- _Source_:

# Need help finding the string length I need to buy!



## dayrlm (May 20, 2010)

Measure along the surface from string notch to string notch on the face of the bow without the bumps or dips from the handgrip. From what I see it will probably be 60" which would be the AMO length so a 57" string should be correct. If the length is different then subtract 3" from the length.


----------



## rock74 (Jan 8, 2012)

Did a quick search and it looks like 56" is what is used on that bow, and you can get strings from 3 rivers or click on the top of the page for Lancaster archery supply.


----------



## TheOldNewbie (Mar 31, 2012)

http://www.archerytalk.com/vb/showthread.php?t=307093

http://www.archerytalk.com/vb/showthread.php?t=946531

Do a search for "ben pearson super jet bow 3350 string length" and you might find more info.

Edit: Darn, 2 minutes late.


----------



## northern boy (Aug 25, 2010)

I Have that bow a 56" string will fit it. That is a all fiberglass bow if you use b-50 you will get a lot of handshock an slower speed. I highly reccommend a modern string for the bow will help with speed an gets rid of most of the handshock. Modern string is like d-97 d-10 8125 or anything else. They shoot pretty good with right string also try to match string serving size to arrows.


----------



## deer2eat (Mar 22, 2011)

Thanks everyone for the helpful post.



northern boy said:


> I Have that bow a 56" string will fit it. That is a all fiberglass bow if you use b-50 you will get a lot of handshock an slower speed. I highly reccommend a modern string for the bow will help with speed an gets rid of most of the handshock. Modern string is like d-97 d-10 8125 or anything else. They shoot pretty good with right string also try to match string serving size to arrows.


Northern Boy, you have this bow and you shoot a 56" string on it. If it is a 60" bow and I use this rule of thumb to subtract 3" and that is the string length, why would this one be 56"? I am new to traditional archery and wish to learn! Hope you can expand. Is it just the make of this one? 

Is b-50, d-97, d-10 8125 the material used for the string? That will help with hand shock? 

Thanks everyone and please feel free to expand upon my questions if it's not to much trouble.


----------



## coiloil37 (May 27, 2010)

Why don't you get a custom string from someone like oliverstacy? It'll cost you $20 but be better quality then anything off eBay, and you can order it in whatever color combination you want, from any material you want, with whatever strand count you'd like. He will help you make sure your getting the correct length and his turnaround time is fast!


----------



## Viper1 (Aug 21, 2003)

deer - 

Rock and Northern are correct, about 56" should work. Don't go and blow $20 bucks on a string, that's more than the bow is worth. Not trying to be nasty, just reality. (A lot of us older guys started with bows just like that one.) 

Regarding the bow, just check it over closely for cracks. Solid fiberglass bows are nearly indestructible, with the operative word being *nearly*. While those bows can be shot with minor cracks, I wouldn't take the chance, fiberglass splinters can be annoying.

Viper1 out.


----------



## Bowbodger (Apr 7, 2011)

- _Written tasks_:
a - Please copy the passage of the bowstring thread starting at "http://www.archerytalk.com/vb/showthread.php?t=946531" and ending at "2 minutes late.", substituting "five minutes" for "2 minutes".
b - In the bowstring thread, what does Viper1 say to check the bow for?

- _Source material_:
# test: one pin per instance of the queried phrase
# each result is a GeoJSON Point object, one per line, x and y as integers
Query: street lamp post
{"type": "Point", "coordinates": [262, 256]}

- _Final answers_:
a -
http://www.archerytalk.com/vb/showthread.php?t=946531

Do a search for "ben pearson super jet bow 3350 string length" and you might find more info.

Edit: Darn, five minutes late.

b - Cracks.